PROBLEMS TO WORK ON -
(a) Answer these from the account of the young evangelist, marking each answer (i), (ii), (iii):
(i) Where did he preach in the summer?
(ii) For which company did he work as cashier, and in what town?
(iii) To which city did he say he was going to study again?
(b) Carry the account of the young evangelist forward from the point where it stops.

This period was the beginning of his struggles. He had no money, not even a nickel for car fare to the city until Christmas vacation, when he earned a few dollars. In the summer time, as a young evangelist, he preached in country churches and in tents in out-of-the-way places, receiving only a very small remuneration.
Five years of schooling, work, and struggle passed. During that time the friendship which he and I had formed while we were at the same college deepened, and at the end of the five years we became engaged. We did not contemplate immediate marriage, and he accepted a position as teacher in a Christian high school in New Orleans, Louisiana. He left that position to become cashier for the Cumberland Telephone Company, at Gulfport Mississippi. The manager of the Louisiana and Southern Mississippi district of the Telephone System appreciated his honesty, faithfulness, and ability so very much that he offered him a permanent position anywhere he wanted to work in his territory. The manager promised to "shove him to the top" as fast as he could learn the system. This was indeed an appealing offer and one that would tempt almost any young man. Opportunity knocked, not only in this proposition, but with nine other offers within a few weeks' time. These offers were positions such as dean of a college and pastor of churches.
Naturally he wanted my reaction to these different offers, and so he wrote me, asking which I would prefer his accepting. This was several weeks before the date we had planned for our wedding, and it was certainly a problem for me to know what to say. It was not, however, necessary for me to make a choice; the Lord had not forgotten the young man whom He had called so very definitely into His service. It was just before the time for the wedding when he wrote again saying, ''I am not going to accept any of the positions I have been offered. God has shown me that He wants me to go back to school. I am going to Louisville, Kentucky, to study again. Would you be willing to go with me?"

MATERIAL -
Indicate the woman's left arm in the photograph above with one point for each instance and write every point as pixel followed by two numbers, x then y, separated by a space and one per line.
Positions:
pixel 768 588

RESULTS OF THE TASKS -
(a)
(i) In country churches and in tents in out-of-the-way places.
(ii) The Cumberland Telephone Company, at Gulfport, Mississippi.
(iii) Louisville, Kentucky.

(b)
This seemed a sudden decision, but there was a reason for it. Just prior to, and incidental to this decision, while he was in the pulpit delivering a prophetic message, God showed him a certain truth, and he realized that he was teaching error! Stunned by the sudden revelation, he floundered in his sermon for about ten minutes, and then stopped. David L. Cooper was then, as he is now, of such a sober, honest, sincere nature that, when he discovered the fact that he had been teaching error, he was almost petrified. He felt that he could never preach again, lest what he taught might be error. I sympathized with him in his quandary, but I knew instinctively then, what I have since learned by much experience, that the calling's of God are not repented of and that "God's commands are His enablings." So I wrote him: "If God called you to preach, He is not calling you to be discouraged and to stop preaching! You should preach what you know beyond all doubt to be truth. Go to school again, and learn more truth."
A week or so after this incident we were married (June 12, 1912), and that fall we went to Louisville, where he resumed his studies, and where his real struggles began in earnest. My husband then earned our meager livelihood by preaching alternately each Sunday at two small churches in the country, receiving $10.00 a Sunday. Since the day the Lord called him into His service, he has had an unquenchable desire to teach God's Word. And this desire through the years has made him willing, whenever possible, to help others in their efforts to learn the truth. During these early days in Louisville we took into our home young ministers to whom we gave room and board at $3.00 a week in order to help them in their struggles to learn more of God's truth as they, too, took Bible classes daily.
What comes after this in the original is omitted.